● Data
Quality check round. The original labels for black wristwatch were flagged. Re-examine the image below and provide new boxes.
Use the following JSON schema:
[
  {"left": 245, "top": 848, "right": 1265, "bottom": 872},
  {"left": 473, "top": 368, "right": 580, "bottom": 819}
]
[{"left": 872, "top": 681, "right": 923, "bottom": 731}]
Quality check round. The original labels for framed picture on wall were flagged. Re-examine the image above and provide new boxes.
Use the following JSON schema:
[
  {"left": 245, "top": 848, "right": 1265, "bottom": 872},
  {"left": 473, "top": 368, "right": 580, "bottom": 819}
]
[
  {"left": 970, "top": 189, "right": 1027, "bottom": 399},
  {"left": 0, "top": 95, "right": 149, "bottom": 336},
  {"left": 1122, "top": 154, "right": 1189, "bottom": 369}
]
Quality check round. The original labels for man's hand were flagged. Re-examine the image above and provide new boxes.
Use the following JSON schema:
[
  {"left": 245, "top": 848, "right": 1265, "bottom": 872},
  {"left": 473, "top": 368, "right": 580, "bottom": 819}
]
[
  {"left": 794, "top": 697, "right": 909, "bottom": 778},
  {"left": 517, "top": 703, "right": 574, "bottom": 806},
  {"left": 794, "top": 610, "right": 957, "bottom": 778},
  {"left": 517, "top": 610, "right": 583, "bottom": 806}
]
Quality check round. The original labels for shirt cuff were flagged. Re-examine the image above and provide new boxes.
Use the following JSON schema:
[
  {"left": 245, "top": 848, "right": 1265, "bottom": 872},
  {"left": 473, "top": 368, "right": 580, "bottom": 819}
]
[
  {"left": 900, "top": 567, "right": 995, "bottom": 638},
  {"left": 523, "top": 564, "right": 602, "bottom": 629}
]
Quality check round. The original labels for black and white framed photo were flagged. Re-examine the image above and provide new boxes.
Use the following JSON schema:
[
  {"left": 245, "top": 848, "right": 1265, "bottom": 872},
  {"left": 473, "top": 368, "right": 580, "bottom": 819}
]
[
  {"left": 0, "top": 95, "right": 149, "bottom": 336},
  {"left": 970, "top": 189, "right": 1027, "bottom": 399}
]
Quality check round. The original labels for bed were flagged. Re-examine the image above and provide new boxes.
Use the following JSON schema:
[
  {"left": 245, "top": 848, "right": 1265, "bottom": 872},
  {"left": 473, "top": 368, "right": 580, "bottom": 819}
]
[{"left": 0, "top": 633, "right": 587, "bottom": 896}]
* * *
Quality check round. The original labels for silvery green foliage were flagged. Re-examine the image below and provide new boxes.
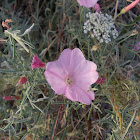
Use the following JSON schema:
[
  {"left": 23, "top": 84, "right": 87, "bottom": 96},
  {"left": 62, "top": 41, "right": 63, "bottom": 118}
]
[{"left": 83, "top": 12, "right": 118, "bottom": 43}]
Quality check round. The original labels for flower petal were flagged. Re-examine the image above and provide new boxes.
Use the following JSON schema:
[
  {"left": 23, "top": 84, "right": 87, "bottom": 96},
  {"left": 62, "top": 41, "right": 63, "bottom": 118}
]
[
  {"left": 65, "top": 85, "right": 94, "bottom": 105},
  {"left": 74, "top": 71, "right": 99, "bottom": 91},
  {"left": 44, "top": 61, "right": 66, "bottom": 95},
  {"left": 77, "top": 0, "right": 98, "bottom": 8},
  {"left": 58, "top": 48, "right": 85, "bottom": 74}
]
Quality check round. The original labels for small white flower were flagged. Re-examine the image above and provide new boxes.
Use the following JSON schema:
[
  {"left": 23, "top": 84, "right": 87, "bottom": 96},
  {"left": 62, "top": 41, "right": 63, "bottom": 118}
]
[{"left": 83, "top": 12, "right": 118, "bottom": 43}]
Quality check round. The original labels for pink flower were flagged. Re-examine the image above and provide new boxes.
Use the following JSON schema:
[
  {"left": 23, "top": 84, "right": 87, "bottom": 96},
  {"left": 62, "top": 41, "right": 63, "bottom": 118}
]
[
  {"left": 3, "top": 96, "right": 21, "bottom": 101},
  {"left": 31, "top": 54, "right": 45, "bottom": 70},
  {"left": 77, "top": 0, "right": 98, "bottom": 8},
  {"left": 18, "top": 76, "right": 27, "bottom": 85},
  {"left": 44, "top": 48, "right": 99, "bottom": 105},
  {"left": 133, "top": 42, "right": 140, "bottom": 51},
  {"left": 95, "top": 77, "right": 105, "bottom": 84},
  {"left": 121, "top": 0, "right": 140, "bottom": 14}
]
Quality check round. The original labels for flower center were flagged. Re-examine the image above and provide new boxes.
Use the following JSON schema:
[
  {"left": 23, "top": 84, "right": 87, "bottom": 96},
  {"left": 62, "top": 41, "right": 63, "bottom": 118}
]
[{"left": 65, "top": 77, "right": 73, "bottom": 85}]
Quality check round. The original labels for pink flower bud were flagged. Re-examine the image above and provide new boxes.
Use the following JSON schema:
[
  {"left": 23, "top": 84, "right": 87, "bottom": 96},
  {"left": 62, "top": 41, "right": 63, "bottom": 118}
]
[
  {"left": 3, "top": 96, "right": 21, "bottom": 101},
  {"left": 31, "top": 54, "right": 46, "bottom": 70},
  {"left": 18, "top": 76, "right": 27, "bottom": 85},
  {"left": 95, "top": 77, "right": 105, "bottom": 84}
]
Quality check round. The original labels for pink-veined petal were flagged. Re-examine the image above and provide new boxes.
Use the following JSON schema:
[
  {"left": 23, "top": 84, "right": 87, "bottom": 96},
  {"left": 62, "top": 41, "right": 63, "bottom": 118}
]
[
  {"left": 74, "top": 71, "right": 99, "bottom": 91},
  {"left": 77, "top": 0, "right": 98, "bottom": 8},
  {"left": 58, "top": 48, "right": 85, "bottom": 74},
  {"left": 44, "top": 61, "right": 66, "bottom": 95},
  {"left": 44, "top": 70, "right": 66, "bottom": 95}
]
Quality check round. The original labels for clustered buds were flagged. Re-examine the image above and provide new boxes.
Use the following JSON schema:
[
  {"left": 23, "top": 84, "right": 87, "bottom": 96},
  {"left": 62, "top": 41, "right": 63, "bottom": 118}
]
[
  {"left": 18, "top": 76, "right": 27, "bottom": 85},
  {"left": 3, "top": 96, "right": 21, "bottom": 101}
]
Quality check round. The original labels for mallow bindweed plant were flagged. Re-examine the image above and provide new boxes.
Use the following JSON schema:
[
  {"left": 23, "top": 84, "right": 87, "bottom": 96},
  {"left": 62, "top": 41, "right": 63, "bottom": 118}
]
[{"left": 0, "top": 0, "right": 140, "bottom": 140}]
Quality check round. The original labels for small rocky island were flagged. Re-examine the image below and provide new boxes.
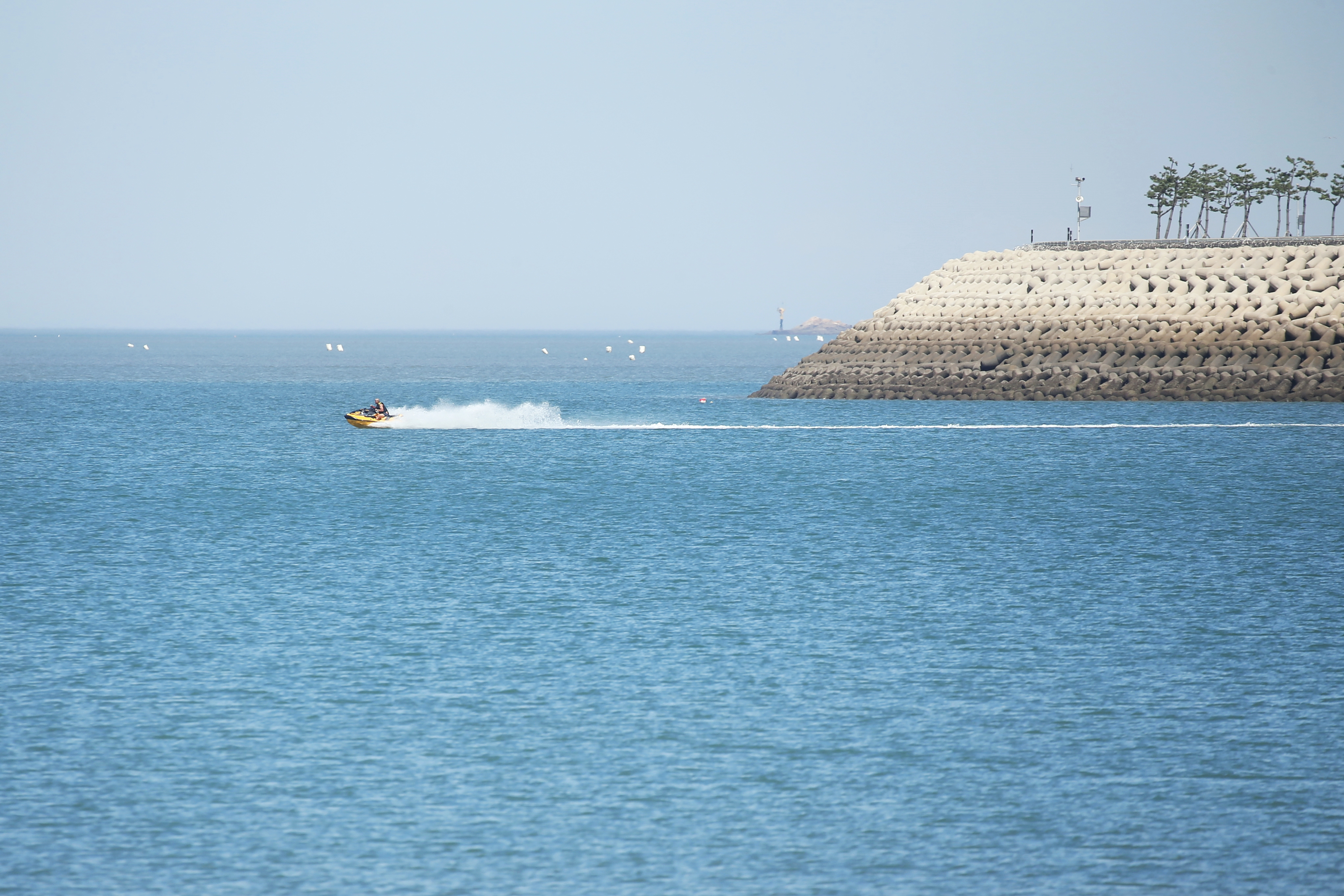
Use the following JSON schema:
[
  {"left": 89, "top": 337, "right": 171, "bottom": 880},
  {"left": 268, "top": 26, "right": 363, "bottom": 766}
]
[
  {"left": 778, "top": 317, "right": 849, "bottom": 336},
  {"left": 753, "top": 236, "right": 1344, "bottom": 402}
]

● Given problem
From the material above, pick out each line that contains the string "white" and copy those lines unchanged.

● Final result
Quality check round. The original labels for black and white framed photo were flagged. Re-examine the image above and provide new boxes.
Quality check round. The original labels for small white flower were flagged. Re-examine the image above and provide new boxes.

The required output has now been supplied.